### RECORDS TO PROCESS

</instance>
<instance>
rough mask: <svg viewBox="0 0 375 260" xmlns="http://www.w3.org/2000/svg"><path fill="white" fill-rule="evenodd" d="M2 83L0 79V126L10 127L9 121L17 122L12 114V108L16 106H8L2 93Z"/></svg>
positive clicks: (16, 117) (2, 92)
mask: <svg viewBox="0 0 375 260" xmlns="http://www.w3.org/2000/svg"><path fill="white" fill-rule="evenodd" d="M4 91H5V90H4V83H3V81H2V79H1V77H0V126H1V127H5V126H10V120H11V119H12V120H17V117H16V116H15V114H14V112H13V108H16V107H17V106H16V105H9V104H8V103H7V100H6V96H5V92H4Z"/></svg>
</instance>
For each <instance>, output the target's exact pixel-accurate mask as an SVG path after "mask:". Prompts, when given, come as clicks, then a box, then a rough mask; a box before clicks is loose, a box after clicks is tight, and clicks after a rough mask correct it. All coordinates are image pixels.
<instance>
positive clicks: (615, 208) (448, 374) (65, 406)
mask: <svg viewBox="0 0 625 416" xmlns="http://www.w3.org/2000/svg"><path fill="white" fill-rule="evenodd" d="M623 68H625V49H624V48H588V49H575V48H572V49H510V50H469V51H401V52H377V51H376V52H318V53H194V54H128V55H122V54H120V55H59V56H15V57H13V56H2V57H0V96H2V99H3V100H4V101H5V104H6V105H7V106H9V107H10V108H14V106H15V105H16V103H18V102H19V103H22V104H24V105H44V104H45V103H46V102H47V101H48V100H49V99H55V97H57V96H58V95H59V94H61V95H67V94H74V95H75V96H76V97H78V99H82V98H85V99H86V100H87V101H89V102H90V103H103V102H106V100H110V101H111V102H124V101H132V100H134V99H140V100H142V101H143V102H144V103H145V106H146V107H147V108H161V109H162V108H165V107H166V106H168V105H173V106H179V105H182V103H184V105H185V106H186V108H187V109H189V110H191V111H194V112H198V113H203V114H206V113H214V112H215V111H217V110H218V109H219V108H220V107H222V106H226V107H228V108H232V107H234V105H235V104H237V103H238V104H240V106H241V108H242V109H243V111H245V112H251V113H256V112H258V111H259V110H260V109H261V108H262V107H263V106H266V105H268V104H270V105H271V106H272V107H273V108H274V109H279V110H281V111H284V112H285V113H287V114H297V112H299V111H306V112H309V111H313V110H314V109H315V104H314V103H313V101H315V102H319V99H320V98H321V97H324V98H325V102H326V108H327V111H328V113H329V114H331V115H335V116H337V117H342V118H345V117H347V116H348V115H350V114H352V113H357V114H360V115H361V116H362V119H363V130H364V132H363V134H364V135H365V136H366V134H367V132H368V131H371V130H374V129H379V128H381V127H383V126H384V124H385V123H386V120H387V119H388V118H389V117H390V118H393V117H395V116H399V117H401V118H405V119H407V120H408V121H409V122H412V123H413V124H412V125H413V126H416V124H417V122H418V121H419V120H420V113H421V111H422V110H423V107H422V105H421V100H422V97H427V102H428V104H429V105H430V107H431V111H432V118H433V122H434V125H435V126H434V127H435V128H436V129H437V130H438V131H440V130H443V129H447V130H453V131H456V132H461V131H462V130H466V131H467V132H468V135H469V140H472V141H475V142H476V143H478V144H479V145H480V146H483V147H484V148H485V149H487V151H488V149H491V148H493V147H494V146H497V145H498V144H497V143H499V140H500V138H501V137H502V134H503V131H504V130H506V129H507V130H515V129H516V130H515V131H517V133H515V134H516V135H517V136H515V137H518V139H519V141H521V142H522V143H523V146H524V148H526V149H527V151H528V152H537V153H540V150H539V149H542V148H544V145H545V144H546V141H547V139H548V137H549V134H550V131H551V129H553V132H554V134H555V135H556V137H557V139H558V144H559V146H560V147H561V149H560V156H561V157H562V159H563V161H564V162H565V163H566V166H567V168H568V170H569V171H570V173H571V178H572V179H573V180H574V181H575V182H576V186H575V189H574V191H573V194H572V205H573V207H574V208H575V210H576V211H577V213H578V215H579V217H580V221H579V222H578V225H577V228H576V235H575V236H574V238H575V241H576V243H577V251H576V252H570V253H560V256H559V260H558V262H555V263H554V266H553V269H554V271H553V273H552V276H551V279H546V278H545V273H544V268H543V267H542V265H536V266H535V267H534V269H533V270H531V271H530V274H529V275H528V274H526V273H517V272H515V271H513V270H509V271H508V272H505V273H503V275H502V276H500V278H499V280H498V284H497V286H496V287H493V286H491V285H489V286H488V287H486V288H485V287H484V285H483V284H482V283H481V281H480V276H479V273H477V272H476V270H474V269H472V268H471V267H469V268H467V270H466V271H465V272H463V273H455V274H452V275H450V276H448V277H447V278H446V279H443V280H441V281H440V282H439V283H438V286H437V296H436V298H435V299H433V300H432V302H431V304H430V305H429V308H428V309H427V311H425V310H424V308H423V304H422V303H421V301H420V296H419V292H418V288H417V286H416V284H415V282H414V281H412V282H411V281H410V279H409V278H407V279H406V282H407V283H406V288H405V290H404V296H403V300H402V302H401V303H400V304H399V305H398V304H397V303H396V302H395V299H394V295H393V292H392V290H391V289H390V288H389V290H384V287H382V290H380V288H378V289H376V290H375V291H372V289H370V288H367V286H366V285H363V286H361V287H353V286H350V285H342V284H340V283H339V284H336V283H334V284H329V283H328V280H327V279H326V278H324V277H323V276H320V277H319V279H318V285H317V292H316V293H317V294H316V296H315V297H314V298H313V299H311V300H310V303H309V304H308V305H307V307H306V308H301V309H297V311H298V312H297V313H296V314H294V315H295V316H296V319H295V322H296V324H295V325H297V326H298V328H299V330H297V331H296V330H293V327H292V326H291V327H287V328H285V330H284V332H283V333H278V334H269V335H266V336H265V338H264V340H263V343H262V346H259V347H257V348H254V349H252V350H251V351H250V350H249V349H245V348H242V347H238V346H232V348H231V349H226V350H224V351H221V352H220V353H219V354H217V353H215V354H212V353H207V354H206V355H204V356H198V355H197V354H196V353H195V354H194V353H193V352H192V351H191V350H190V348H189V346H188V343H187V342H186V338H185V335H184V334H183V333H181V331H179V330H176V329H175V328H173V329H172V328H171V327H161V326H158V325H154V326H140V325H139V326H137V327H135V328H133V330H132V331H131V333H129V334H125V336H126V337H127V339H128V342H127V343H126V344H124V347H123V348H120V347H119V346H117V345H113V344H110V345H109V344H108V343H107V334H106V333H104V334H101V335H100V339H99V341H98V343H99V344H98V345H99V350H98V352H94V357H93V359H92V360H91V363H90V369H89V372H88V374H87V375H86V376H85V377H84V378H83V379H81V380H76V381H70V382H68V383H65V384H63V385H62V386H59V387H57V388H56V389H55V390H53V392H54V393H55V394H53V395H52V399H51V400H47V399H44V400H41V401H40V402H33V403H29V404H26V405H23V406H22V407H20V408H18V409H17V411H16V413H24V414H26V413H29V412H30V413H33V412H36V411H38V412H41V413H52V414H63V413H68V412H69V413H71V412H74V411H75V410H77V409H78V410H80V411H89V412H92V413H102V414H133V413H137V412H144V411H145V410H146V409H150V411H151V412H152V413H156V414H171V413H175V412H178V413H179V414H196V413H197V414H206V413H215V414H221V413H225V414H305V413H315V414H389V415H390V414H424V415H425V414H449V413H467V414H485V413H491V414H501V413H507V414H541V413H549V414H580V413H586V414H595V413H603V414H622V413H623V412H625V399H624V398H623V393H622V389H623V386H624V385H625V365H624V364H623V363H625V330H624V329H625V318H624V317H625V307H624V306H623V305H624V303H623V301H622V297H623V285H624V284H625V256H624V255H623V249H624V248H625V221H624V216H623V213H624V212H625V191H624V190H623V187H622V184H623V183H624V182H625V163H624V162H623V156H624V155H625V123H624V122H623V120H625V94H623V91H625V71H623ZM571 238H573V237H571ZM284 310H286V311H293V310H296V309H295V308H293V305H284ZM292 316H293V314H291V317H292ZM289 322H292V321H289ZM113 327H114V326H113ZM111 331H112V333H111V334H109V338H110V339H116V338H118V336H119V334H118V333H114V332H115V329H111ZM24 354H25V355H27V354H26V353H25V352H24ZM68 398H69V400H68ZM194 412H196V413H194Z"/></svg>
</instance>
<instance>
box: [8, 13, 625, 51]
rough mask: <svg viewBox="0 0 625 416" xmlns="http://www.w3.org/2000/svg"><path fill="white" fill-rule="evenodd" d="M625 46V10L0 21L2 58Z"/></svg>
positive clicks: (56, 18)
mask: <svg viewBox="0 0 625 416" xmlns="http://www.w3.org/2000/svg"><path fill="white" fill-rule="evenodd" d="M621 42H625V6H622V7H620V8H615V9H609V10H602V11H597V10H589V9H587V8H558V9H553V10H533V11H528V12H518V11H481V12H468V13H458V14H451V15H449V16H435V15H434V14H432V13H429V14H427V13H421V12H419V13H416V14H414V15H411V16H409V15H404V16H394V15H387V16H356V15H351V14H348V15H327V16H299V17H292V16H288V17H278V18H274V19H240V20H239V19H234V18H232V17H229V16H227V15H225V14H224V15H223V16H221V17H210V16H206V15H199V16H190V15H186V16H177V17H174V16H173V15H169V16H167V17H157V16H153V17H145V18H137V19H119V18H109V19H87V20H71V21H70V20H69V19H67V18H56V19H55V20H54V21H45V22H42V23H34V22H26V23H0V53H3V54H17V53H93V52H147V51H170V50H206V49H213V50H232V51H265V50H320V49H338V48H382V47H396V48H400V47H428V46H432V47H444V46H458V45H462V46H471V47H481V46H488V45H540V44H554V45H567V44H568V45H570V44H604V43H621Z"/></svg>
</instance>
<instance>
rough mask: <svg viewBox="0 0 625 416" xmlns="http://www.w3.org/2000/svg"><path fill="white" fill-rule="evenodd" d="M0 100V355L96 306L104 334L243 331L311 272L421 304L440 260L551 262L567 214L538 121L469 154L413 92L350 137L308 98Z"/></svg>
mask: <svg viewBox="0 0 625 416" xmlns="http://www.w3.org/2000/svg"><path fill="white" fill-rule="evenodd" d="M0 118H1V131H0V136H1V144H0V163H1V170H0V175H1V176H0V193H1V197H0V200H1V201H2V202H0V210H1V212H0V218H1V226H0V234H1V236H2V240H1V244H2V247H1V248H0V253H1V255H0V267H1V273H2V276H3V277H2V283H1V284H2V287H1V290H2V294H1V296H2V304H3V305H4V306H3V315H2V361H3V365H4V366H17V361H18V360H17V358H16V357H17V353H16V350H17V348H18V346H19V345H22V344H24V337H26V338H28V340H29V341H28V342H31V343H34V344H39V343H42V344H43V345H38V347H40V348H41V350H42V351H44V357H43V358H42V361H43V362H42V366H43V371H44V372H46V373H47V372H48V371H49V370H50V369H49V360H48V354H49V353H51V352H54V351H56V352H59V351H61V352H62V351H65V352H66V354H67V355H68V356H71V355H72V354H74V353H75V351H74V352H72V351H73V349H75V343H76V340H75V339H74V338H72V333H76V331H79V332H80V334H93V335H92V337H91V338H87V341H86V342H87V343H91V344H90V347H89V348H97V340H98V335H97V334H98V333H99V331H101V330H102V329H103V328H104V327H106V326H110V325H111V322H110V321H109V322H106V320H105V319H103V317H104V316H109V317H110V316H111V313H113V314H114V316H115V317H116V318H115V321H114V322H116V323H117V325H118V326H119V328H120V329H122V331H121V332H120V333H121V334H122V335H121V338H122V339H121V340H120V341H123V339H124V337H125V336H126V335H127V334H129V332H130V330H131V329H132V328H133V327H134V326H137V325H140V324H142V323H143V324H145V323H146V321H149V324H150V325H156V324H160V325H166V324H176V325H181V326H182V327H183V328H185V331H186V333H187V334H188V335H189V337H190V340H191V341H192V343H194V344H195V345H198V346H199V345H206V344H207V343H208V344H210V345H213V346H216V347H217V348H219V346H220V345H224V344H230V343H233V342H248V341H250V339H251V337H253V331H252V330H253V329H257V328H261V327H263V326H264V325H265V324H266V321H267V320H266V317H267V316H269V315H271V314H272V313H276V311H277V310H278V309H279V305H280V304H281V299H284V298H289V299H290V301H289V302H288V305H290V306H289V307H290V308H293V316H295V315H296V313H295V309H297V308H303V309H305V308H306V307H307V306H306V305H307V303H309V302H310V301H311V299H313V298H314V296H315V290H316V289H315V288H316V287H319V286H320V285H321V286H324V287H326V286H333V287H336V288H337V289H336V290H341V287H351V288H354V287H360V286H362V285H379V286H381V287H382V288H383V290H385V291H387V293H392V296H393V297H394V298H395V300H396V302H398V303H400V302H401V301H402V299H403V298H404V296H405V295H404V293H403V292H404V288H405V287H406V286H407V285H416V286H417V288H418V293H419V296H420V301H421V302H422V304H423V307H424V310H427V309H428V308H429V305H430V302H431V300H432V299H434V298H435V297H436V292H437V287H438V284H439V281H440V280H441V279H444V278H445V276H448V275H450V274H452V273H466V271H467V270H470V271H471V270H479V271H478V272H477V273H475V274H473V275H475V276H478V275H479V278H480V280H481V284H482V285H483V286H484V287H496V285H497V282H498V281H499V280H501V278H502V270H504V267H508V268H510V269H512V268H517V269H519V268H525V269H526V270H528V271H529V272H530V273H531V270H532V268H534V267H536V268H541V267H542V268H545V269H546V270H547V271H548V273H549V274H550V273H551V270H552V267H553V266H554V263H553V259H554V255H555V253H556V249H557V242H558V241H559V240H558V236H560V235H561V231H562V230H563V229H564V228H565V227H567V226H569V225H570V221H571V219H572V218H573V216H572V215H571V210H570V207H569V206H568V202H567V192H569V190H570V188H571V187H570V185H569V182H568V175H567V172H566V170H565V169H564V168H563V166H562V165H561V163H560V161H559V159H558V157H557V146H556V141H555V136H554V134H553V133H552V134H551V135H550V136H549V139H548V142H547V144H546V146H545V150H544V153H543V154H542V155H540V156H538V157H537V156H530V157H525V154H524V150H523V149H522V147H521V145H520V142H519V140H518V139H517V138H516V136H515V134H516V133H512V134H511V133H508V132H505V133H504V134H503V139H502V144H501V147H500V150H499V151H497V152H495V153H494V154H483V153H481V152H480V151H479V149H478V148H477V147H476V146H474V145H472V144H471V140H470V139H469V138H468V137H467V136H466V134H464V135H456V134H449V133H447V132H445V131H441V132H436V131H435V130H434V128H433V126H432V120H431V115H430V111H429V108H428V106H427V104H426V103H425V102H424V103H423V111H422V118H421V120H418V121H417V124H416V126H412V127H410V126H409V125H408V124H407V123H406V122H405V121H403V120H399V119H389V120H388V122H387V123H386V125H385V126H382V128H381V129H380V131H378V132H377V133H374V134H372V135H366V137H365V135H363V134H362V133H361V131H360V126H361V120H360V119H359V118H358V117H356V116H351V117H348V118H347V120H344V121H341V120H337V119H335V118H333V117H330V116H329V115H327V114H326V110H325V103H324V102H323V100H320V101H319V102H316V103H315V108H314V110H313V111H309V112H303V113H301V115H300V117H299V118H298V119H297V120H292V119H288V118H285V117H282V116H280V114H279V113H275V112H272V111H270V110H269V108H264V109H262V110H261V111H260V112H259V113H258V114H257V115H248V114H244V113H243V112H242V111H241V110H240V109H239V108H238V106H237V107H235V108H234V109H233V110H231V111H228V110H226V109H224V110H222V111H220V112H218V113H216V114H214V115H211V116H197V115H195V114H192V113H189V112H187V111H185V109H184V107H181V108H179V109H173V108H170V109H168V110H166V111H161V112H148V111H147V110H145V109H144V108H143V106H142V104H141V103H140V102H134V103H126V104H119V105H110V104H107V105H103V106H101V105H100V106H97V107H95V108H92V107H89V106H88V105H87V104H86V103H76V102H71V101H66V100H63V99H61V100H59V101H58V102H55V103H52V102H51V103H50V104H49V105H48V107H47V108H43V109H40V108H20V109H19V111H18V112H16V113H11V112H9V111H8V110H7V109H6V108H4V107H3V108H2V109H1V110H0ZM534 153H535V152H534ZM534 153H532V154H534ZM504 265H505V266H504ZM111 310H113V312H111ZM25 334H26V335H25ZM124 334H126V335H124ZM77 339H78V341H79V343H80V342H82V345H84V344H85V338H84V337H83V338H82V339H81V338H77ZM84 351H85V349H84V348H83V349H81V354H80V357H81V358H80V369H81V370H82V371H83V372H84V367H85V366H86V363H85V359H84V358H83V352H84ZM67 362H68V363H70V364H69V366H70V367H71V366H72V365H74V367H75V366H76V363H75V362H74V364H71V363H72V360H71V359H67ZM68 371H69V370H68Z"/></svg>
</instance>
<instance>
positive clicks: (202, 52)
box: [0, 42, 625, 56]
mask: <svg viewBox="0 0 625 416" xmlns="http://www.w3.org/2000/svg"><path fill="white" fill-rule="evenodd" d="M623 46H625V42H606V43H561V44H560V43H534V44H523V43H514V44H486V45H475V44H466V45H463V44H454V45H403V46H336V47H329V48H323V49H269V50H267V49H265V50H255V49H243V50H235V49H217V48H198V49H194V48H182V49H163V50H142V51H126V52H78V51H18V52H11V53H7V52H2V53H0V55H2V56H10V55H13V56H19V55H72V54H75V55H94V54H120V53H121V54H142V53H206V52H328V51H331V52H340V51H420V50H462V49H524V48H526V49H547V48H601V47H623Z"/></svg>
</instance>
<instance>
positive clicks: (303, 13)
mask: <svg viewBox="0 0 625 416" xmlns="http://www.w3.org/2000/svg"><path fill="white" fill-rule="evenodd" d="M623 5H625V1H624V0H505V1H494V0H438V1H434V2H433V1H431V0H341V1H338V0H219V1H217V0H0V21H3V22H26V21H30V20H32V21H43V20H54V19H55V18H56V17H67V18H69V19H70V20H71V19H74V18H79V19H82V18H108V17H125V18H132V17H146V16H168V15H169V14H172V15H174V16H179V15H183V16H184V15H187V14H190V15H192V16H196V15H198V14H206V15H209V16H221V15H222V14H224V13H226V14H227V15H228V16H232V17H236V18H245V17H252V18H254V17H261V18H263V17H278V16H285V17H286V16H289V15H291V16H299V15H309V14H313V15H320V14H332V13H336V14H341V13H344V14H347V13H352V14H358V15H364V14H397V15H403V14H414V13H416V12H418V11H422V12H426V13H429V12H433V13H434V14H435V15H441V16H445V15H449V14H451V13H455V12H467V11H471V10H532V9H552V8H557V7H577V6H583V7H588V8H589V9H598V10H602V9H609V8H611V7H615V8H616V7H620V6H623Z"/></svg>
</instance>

######

» **DIRECTIONS**
Starting with the line that contains "positive clicks: (303, 13)", restate every line through the end of the records above, exactly and with no other lines.

» **EXERCISE RESPONSE**
positive clicks: (303, 13)
mask: <svg viewBox="0 0 625 416" xmlns="http://www.w3.org/2000/svg"><path fill="white" fill-rule="evenodd" d="M623 5H625V1H624V0H505V1H494V0H438V1H434V2H433V1H431V0H341V1H338V0H219V1H217V0H0V21H3V22H26V21H30V20H32V21H43V20H54V19H55V18H56V17H67V18H69V19H70V20H71V19H74V18H79V19H82V18H108V17H125V18H132V17H146V16H168V15H169V14H172V15H174V16H179V15H183V16H184V15H187V14H190V15H192V16H196V15H198V14H206V15H209V16H221V15H222V14H224V13H226V14H227V15H228V16H232V17H236V18H245V17H252V18H254V17H261V18H263V17H278V16H285V17H286V16H289V15H291V16H299V15H309V14H313V15H320V14H332V13H336V14H341V13H344V14H347V13H352V14H358V15H364V14H397V15H403V14H414V13H416V12H418V11H422V12H426V13H429V12H433V13H434V14H435V15H441V16H445V15H449V14H451V13H455V12H467V11H471V10H532V9H552V8H557V7H577V6H583V7H588V8H589V9H598V10H602V9H609V8H611V7H615V8H616V7H620V6H623Z"/></svg>
</instance>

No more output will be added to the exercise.